Exercise tasks:
**1.** In the Dimir Control article, list every sentence of the paragraph beginning "With the infusion of Strixhaven" that contains the word "control," including its possessive form.
**2.** Return the passage of the Dimir Control article between "Updating Dimir Control" and "the upcoming metagame.", inclusive.
**3.** Answer these questions using the Dimir Control article:
(a) Who illustrated Atris, Oracle of Half-Truths?
(b) Who unveils the initial build of Dimir Control (Yorion)?
(c) What is the success of control largely dependent on?

Provided text:
= = = =

Updating Dimir Control (Yorion) In Time For Strixhaven Standard

Will Strixhaven kick Standard control decks into gear? Shaheen Soorani unveils his initial build of Dimir Control (Yorion) for the upcoming metagame.

Atris, Oracle of Half-Truths, illustrated by Bastien L. Deharme

With the infusion of Strixhaven, deckbuilders are beginning to finalize their first attempts at a new Standard format. Deciding what new cards to add is one thing; however, the expected changes to the metagame are arguably the bigger problem to solve. Identifying which existing decks get a boost is vital in editing our control lists accordingly. The success of control is largely dependent on the ratio of removal to advantage and blue disruption. The more aggressive a format is, the more traditional removal control decks need to compete. If the spells are strong enough to rise to the challenge against an aggressive metagame, we all rejoice given control’s viability.

= = = =

Entries supplied:
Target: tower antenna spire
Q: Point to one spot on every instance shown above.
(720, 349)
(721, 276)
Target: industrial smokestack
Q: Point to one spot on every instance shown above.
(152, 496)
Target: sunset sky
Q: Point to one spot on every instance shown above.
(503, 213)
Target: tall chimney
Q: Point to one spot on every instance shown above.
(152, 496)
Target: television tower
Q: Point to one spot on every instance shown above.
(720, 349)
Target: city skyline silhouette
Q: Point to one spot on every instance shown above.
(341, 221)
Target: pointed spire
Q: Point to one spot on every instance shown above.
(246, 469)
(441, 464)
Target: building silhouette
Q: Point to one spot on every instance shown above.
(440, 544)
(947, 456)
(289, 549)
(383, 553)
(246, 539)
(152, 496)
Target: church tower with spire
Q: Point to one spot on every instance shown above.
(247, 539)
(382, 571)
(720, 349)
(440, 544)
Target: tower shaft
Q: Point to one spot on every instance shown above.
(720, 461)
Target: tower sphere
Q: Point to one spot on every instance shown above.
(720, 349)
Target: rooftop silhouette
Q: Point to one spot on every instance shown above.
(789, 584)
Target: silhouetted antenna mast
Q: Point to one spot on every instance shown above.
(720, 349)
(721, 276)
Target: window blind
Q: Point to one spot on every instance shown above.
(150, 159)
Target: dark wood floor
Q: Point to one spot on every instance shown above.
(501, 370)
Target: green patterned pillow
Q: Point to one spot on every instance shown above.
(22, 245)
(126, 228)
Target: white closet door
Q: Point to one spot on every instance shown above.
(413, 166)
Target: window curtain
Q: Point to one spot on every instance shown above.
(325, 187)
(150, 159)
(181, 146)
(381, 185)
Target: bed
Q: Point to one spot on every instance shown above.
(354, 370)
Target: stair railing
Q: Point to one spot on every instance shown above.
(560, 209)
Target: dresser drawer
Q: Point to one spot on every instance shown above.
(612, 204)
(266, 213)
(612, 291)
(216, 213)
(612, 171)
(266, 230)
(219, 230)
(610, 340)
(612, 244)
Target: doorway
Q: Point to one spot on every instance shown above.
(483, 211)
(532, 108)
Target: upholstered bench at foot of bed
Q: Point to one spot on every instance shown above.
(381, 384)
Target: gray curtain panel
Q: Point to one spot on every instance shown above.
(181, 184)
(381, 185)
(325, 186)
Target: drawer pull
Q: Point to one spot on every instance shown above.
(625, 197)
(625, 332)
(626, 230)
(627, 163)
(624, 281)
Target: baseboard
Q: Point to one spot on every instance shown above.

= = = =

Answers to the exercise:
**1.**
- Identifying which existing decks get a boost is vital in editing our control lists accordingly.
- The success of control is largely dependent on the ratio of removal to advantage and blue disruption.
- The more aggressive a format is, the more traditional removal control decks need to compete.
- If the spells are strong enough to rise to the challenge against an aggressive metagame, we all rejoice given control’s viability.

**2.**
Updating Dimir Control (Yorion) In Time For Strixhaven Standard

Will Strixhaven kick Standard control decks into gear? Shaheen Soorani unveils his initial build of Dimir Control (Yorion) for the upcoming metagame.

**3.**
(a) Bastien L. Deharme
(b) Shaheen Soorani
(c) The ratio of removal to advantage and blue disruption